Exactly the lines from the one containing "Query: pine straw ground cover" through the end of the data, and nothing more, should be retyped; pictures stay out.

[Dataset records]
↓↓↓

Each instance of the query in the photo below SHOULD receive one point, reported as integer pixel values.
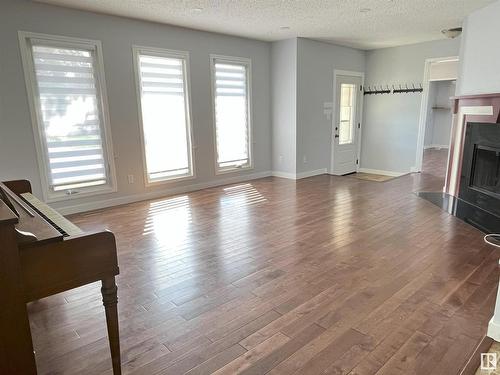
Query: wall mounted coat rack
(400, 89)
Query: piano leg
(110, 301)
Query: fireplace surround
(480, 172)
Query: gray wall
(390, 126)
(439, 121)
(17, 151)
(284, 109)
(479, 55)
(316, 63)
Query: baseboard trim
(301, 175)
(290, 176)
(315, 172)
(474, 361)
(494, 329)
(90, 206)
(439, 147)
(381, 172)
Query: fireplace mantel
(468, 108)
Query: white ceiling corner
(388, 23)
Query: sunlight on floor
(242, 195)
(169, 220)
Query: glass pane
(70, 115)
(347, 115)
(164, 120)
(231, 106)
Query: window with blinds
(70, 121)
(231, 92)
(165, 120)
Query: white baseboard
(493, 330)
(298, 176)
(83, 207)
(439, 147)
(315, 172)
(290, 176)
(381, 172)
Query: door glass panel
(347, 113)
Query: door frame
(424, 104)
(349, 73)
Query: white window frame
(248, 63)
(137, 50)
(36, 117)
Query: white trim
(382, 172)
(493, 329)
(424, 103)
(339, 72)
(439, 147)
(457, 129)
(248, 63)
(288, 175)
(167, 53)
(33, 97)
(301, 175)
(83, 207)
(315, 172)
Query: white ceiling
(387, 23)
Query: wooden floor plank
(326, 275)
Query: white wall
(479, 55)
(439, 120)
(316, 63)
(284, 109)
(17, 151)
(390, 126)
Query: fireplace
(480, 173)
(485, 174)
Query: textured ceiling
(365, 24)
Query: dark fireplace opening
(485, 173)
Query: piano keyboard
(59, 222)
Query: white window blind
(231, 107)
(165, 115)
(69, 116)
(347, 115)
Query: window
(162, 81)
(231, 94)
(347, 115)
(65, 81)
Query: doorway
(346, 122)
(436, 117)
(438, 128)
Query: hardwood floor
(328, 275)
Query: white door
(346, 124)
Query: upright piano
(41, 254)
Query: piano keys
(42, 254)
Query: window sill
(52, 198)
(233, 170)
(169, 180)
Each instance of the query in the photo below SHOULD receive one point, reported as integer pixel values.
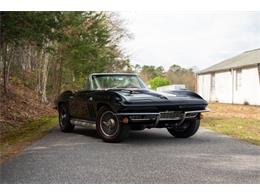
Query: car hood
(150, 96)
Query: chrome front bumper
(179, 116)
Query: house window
(238, 79)
(212, 83)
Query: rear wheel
(109, 127)
(187, 129)
(64, 119)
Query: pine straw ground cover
(240, 121)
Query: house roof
(247, 58)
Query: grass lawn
(16, 139)
(240, 121)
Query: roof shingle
(247, 58)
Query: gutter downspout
(232, 72)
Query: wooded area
(51, 51)
(54, 51)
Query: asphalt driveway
(150, 156)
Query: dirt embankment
(21, 104)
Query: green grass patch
(14, 139)
(245, 129)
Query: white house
(235, 80)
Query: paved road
(150, 156)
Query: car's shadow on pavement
(154, 136)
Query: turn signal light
(202, 116)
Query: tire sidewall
(121, 132)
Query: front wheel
(187, 129)
(109, 127)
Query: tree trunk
(45, 77)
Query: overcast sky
(200, 40)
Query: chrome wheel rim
(62, 116)
(108, 124)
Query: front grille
(171, 115)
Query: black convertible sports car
(115, 103)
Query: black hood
(154, 97)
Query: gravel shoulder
(150, 156)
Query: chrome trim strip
(83, 123)
(133, 113)
(158, 116)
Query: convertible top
(96, 74)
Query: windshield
(117, 81)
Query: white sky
(198, 39)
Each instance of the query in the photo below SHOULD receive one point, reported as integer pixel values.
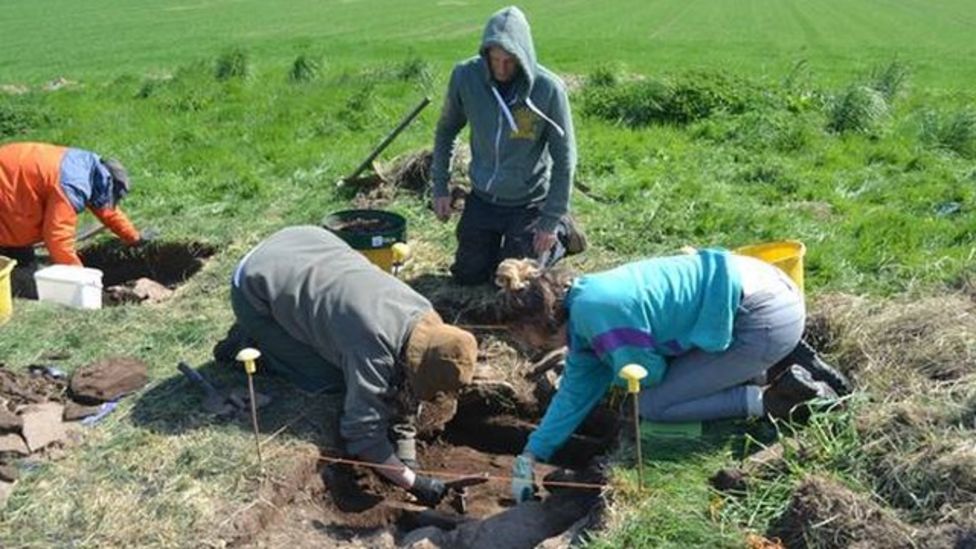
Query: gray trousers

↑↑↑

(Answer to this task):
Query: pine straw ground cover
(240, 121)
Query: house roof
(247, 58)
Query: grass lawn
(16, 139)
(240, 121)
Query: roof shingle
(247, 58)
Query: gutter downspout
(232, 72)
Query: wooded area
(51, 51)
(54, 51)
Query: asphalt driveway
(150, 156)
Query: dirt embankment
(21, 104)
Query: green grass patch
(14, 139)
(245, 129)
Query: white house
(235, 80)
Query: paved road
(150, 156)
Query: car's shadow on pavement
(154, 136)
Query: turn signal light
(202, 116)
Query: tire sidewall
(121, 132)
Query: front wheel
(187, 129)
(109, 127)
Query: tree trunk
(45, 77)
Query: overcast sky
(200, 40)
Query: chrome wheel rim
(62, 116)
(108, 124)
Query: front grille
(171, 115)
Query: black convertible sports car
(115, 103)
Query: black hood
(154, 97)
Query: gravel shoulder
(150, 156)
Query: chrome trim strip
(83, 123)
(133, 113)
(158, 116)
Query: convertible top
(96, 74)
Query: windshield
(117, 81)
Query: white sky
(198, 39)
Each instance of the query in the photo below SHOULD receive one point, reported as integer pixel values.
Query: gray trousers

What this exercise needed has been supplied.